▼
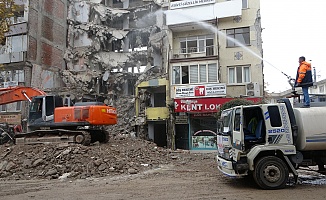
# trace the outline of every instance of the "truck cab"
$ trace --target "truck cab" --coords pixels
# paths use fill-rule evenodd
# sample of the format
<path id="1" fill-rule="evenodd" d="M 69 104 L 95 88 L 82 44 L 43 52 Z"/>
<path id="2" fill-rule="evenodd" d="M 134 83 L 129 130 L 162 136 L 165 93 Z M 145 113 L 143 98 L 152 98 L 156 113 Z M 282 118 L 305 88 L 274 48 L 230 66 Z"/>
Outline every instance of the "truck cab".
<path id="1" fill-rule="evenodd" d="M 290 113 L 289 113 L 290 110 Z M 243 177 L 255 174 L 258 185 L 265 189 L 285 186 L 287 156 L 296 155 L 294 139 L 297 128 L 289 102 L 236 106 L 221 115 L 223 128 L 218 133 L 218 169 L 228 176 Z M 276 156 L 275 156 L 276 155 Z M 257 163 L 268 157 L 268 162 Z M 295 170 L 294 170 L 295 171 Z M 257 181 L 256 181 L 257 182 Z"/>

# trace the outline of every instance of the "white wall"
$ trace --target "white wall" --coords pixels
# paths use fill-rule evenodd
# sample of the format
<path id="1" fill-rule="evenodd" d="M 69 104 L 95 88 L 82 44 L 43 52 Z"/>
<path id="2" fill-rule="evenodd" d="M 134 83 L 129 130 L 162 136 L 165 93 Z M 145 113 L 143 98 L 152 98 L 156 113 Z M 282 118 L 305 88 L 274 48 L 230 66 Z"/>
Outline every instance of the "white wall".
<path id="1" fill-rule="evenodd" d="M 205 21 L 216 18 L 225 18 L 241 15 L 242 1 L 225 1 L 221 3 L 198 5 L 175 10 L 167 10 L 166 24 L 174 25 L 196 21 Z M 194 15 L 194 13 L 197 13 Z"/>

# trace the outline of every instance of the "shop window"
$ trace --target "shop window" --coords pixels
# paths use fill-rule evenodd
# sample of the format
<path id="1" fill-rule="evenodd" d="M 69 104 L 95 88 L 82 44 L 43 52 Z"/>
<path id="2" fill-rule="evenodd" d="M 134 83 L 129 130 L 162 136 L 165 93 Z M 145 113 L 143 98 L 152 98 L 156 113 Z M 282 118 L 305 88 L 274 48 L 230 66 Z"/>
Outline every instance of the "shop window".
<path id="1" fill-rule="evenodd" d="M 191 117 L 191 149 L 216 149 L 216 127 L 214 117 Z"/>

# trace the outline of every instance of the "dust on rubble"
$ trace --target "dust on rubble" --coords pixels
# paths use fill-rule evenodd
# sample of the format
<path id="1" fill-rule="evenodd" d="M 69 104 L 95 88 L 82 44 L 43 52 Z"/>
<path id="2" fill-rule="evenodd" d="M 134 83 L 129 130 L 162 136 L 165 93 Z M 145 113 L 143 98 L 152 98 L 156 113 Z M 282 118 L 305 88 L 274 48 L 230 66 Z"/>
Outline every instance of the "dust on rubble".
<path id="1" fill-rule="evenodd" d="M 115 136 L 106 144 L 2 145 L 2 180 L 60 179 L 137 174 L 160 165 L 186 163 L 178 159 L 189 151 L 172 151 L 155 143 Z"/>

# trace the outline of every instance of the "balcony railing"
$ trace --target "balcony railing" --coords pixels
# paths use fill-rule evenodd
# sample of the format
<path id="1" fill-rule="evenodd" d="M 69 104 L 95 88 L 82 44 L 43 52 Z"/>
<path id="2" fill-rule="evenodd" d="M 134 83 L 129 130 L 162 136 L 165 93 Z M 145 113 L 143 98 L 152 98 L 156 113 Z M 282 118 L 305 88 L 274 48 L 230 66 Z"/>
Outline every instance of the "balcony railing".
<path id="1" fill-rule="evenodd" d="M 171 59 L 217 56 L 217 46 L 189 47 L 172 50 Z"/>

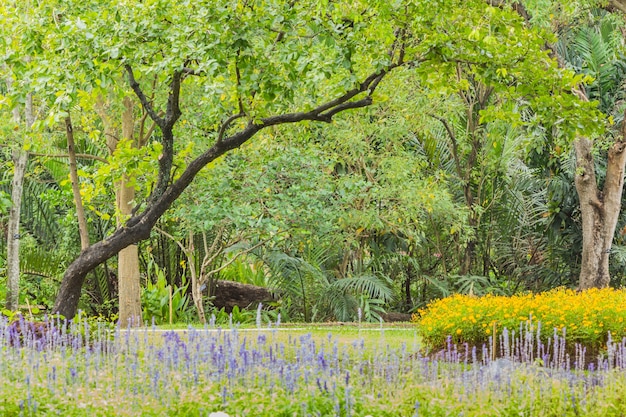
▲
PROMPT: If a line of the listing contains the word "target", count it; then give the total and nothing else.

SOLVED PROBLEM: 5